Can you write out the material below exactly, starting at the line that contains "of the buttoned" and continuing through its last line?
━━━━━━━━
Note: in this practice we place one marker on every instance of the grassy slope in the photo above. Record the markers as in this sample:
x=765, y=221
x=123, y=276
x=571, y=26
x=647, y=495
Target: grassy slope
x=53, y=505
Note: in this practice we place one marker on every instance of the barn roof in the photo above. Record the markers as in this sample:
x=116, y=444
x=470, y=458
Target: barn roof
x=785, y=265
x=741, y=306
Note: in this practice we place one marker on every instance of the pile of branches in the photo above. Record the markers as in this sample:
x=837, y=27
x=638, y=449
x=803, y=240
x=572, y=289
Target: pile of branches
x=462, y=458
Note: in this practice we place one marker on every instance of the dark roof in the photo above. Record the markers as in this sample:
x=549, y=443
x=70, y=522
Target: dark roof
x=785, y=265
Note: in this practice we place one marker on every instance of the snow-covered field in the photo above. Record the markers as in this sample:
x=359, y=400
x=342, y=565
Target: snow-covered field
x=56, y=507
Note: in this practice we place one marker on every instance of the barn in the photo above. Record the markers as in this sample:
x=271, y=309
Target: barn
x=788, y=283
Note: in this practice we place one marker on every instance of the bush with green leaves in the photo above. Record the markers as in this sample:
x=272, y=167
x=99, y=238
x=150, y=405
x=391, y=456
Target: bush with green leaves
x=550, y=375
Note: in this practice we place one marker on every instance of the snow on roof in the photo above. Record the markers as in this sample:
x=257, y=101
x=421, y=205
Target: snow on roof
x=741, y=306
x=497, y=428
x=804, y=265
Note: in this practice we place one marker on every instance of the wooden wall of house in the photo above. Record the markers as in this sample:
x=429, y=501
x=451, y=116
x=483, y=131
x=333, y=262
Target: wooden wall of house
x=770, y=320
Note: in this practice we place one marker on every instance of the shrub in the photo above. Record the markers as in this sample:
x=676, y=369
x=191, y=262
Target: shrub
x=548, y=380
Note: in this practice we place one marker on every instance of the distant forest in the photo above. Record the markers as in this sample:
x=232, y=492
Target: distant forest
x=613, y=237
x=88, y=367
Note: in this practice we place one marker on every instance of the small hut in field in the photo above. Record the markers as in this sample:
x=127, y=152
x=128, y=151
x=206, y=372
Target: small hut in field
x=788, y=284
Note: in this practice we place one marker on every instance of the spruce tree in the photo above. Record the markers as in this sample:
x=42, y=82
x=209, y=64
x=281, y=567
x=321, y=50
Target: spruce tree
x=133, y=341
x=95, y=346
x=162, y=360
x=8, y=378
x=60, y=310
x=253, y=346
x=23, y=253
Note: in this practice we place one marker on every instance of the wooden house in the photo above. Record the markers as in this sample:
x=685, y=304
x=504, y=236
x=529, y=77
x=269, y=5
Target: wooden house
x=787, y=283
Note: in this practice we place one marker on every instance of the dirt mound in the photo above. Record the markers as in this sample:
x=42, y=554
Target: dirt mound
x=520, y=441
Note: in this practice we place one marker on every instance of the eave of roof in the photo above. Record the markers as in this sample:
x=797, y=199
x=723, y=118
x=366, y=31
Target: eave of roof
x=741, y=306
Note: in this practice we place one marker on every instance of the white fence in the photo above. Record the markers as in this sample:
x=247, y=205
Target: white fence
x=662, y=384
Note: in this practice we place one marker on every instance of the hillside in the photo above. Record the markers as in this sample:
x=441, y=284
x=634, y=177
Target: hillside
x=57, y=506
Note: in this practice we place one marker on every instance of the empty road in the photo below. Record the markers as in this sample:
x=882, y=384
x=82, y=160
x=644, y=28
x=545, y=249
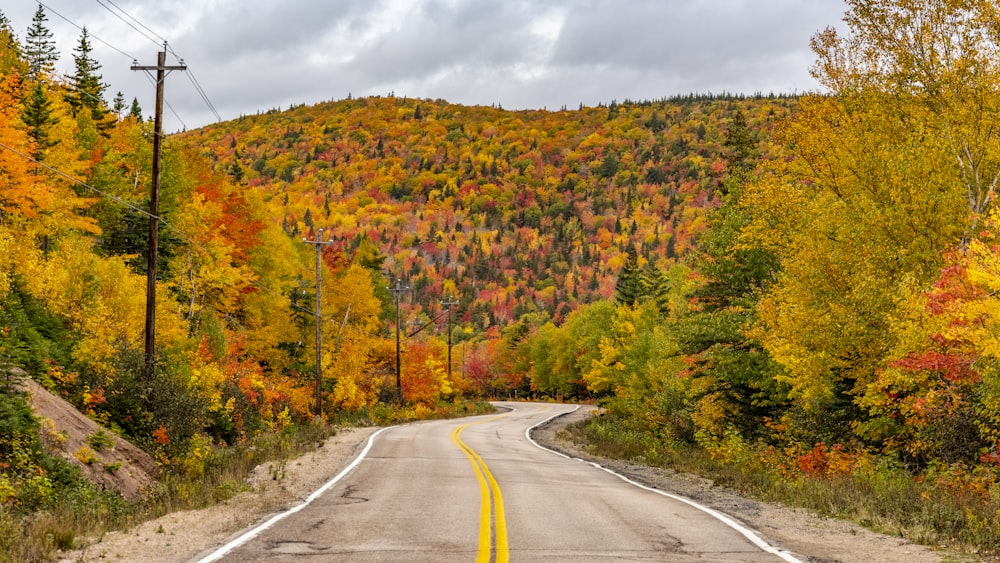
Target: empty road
x=476, y=489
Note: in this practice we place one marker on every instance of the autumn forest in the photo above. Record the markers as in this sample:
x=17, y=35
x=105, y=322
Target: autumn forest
x=803, y=285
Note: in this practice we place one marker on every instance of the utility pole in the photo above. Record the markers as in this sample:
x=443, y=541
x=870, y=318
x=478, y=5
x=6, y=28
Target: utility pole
x=449, y=303
x=154, y=205
x=319, y=318
x=396, y=293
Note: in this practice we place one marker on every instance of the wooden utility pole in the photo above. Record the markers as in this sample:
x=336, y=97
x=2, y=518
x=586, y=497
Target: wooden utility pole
x=154, y=206
x=396, y=293
x=319, y=318
x=449, y=303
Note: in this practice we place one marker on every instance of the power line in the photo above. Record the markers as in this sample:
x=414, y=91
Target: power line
x=197, y=85
x=114, y=198
x=159, y=39
x=172, y=110
x=89, y=34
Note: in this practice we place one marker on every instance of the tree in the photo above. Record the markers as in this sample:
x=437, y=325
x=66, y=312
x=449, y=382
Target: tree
x=38, y=117
x=136, y=110
x=86, y=86
x=40, y=47
x=118, y=105
x=938, y=62
x=11, y=55
x=892, y=168
x=629, y=290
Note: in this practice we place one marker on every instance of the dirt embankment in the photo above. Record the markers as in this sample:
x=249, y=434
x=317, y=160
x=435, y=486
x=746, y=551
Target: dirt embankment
x=104, y=458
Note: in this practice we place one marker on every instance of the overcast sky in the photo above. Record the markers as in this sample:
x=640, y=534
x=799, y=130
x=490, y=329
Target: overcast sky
x=254, y=55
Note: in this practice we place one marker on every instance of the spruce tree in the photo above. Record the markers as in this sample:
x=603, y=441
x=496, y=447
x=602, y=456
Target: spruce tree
x=86, y=88
x=629, y=290
x=37, y=116
x=11, y=55
x=118, y=105
x=40, y=47
x=136, y=110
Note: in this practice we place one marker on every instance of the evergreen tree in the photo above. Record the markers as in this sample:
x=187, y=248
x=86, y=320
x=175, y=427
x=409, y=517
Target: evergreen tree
x=40, y=47
x=118, y=105
x=741, y=147
x=629, y=290
x=11, y=56
x=136, y=111
x=37, y=116
x=86, y=88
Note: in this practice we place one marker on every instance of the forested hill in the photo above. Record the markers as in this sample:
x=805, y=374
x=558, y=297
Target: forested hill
x=520, y=210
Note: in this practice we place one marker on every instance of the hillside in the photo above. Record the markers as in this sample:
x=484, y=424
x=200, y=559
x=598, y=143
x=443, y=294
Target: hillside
x=520, y=210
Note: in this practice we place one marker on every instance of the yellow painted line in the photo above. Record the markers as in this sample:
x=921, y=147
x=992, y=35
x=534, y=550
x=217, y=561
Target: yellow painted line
x=488, y=488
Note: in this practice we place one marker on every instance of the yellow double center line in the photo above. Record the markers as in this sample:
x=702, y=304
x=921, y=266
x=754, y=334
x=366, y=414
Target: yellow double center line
x=488, y=489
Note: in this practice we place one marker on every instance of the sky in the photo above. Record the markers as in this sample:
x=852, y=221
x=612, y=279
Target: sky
x=250, y=56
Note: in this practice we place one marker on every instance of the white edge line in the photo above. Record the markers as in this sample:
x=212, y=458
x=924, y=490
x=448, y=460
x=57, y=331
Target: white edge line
x=250, y=534
x=725, y=519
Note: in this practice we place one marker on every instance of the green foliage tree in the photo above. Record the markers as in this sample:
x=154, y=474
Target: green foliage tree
x=39, y=119
x=40, y=47
x=86, y=84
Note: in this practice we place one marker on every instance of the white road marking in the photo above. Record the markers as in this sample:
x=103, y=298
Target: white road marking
x=249, y=535
x=725, y=519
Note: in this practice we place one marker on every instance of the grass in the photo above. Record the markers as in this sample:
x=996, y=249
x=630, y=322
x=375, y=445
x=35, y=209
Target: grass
x=85, y=512
x=887, y=499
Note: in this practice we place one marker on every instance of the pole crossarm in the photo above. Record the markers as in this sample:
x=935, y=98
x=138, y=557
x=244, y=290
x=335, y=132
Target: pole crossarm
x=448, y=303
x=319, y=243
x=396, y=293
x=154, y=208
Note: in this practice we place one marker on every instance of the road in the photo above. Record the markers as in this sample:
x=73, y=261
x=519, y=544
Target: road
x=476, y=489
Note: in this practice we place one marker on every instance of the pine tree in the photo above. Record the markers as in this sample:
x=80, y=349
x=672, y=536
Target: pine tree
x=118, y=105
x=86, y=88
x=629, y=290
x=136, y=111
x=40, y=47
x=11, y=55
x=37, y=116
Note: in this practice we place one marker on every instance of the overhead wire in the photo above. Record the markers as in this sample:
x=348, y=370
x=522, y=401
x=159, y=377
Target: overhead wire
x=147, y=34
x=139, y=23
x=196, y=84
x=89, y=34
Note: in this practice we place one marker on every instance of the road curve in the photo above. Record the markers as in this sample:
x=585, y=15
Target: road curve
x=477, y=489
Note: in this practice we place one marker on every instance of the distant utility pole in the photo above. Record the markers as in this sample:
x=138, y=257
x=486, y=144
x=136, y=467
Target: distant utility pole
x=319, y=318
x=154, y=205
x=396, y=293
x=449, y=303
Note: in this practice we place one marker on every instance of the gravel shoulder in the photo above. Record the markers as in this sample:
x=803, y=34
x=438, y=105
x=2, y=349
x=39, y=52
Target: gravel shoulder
x=183, y=536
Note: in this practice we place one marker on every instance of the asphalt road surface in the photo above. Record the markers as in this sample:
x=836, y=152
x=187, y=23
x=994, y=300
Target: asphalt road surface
x=477, y=489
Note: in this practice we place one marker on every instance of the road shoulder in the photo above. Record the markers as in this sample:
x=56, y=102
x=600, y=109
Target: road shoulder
x=800, y=531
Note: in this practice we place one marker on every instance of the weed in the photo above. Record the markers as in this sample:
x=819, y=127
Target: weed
x=85, y=454
x=100, y=440
x=882, y=496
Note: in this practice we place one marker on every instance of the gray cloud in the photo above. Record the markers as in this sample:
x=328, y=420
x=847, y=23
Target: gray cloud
x=253, y=55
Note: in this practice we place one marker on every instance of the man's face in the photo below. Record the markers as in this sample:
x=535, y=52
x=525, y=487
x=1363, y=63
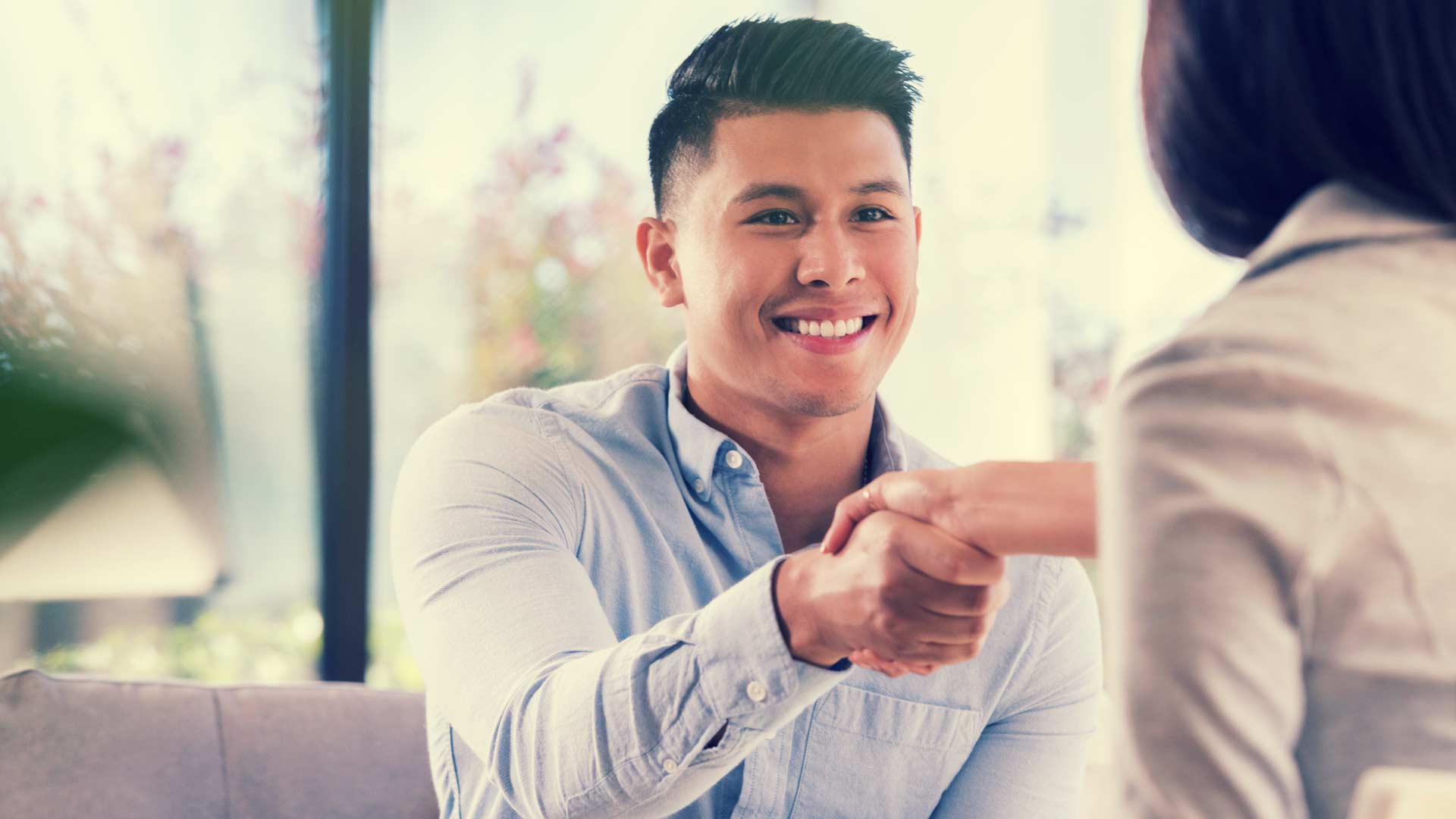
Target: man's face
x=797, y=249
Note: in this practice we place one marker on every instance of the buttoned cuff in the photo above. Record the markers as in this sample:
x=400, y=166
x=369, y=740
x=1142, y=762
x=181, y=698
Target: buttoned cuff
x=748, y=673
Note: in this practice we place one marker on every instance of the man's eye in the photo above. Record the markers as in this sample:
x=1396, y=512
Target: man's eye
x=777, y=218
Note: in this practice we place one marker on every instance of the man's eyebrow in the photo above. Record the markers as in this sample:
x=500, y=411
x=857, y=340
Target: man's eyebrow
x=878, y=187
x=769, y=190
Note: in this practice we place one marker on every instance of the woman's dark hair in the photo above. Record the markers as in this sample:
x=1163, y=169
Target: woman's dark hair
x=764, y=64
x=1250, y=104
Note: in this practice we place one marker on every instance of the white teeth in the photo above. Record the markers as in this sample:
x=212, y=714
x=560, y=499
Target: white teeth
x=829, y=328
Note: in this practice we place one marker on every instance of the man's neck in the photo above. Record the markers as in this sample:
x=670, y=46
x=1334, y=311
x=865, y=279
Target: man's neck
x=807, y=464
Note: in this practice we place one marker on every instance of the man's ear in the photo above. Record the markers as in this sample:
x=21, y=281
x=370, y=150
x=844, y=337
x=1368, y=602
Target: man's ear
x=658, y=257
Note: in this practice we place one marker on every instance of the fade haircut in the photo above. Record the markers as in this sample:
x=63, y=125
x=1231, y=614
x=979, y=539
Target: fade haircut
x=758, y=66
x=1258, y=101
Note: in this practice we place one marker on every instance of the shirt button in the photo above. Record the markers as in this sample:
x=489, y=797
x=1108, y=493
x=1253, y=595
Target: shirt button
x=758, y=692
━━━━━━━━
# [Final result]
Note: in this practice we place one marker on every instance of the buttoned cuff in the photo above. Record the markers as in this sample:
x=400, y=166
x=369, y=740
x=1142, y=762
x=181, y=698
Target: buttoned cuff
x=748, y=673
Note: in this practice we place one marker on every instance of the man's eye in the photo above. Record the markers as in this sample:
x=1396, y=512
Target: man's eye
x=777, y=218
Note: in this practice we place one marker on every instance of the man's eyebrow in the photo above. Record the markers as in this sample:
x=500, y=411
x=857, y=340
Target: man's eyebrow
x=878, y=187
x=769, y=190
Note: in this practice we place one marker on every instance of the woman's dark hair in the photo above. Record the markers as in this sample:
x=1163, y=169
Target: woman's dark hair
x=764, y=64
x=1250, y=104
Note: in this practice we place one marker on every instance of the white teeth in the photo above. Record the markers as in this sample:
x=212, y=714
x=560, y=499
Target: white teeth
x=829, y=328
Note: in this practice we place one marker on every instance of the man's neck in the photo above. Record the markers as in this sample:
x=670, y=46
x=1334, y=311
x=865, y=279
Target: man's neck
x=807, y=464
Note: in this practice we place one marker on every instance of the man's ear in the photo above. Record the markers as in this sample:
x=21, y=281
x=370, y=150
x=844, y=337
x=1368, y=602
Target: man's ear
x=658, y=257
Note: in this practice we place one marker on every instance of the fade haircut in the photo above. Record the markers as in this sample:
x=63, y=125
x=1231, y=614
x=979, y=539
Target: fade haircut
x=758, y=66
x=1258, y=101
Note: in this practice we place one marker on every instance of the shirt button in the photo above. Record the markers as in this sample:
x=489, y=797
x=1108, y=493
x=1253, y=595
Target: shirt button
x=758, y=692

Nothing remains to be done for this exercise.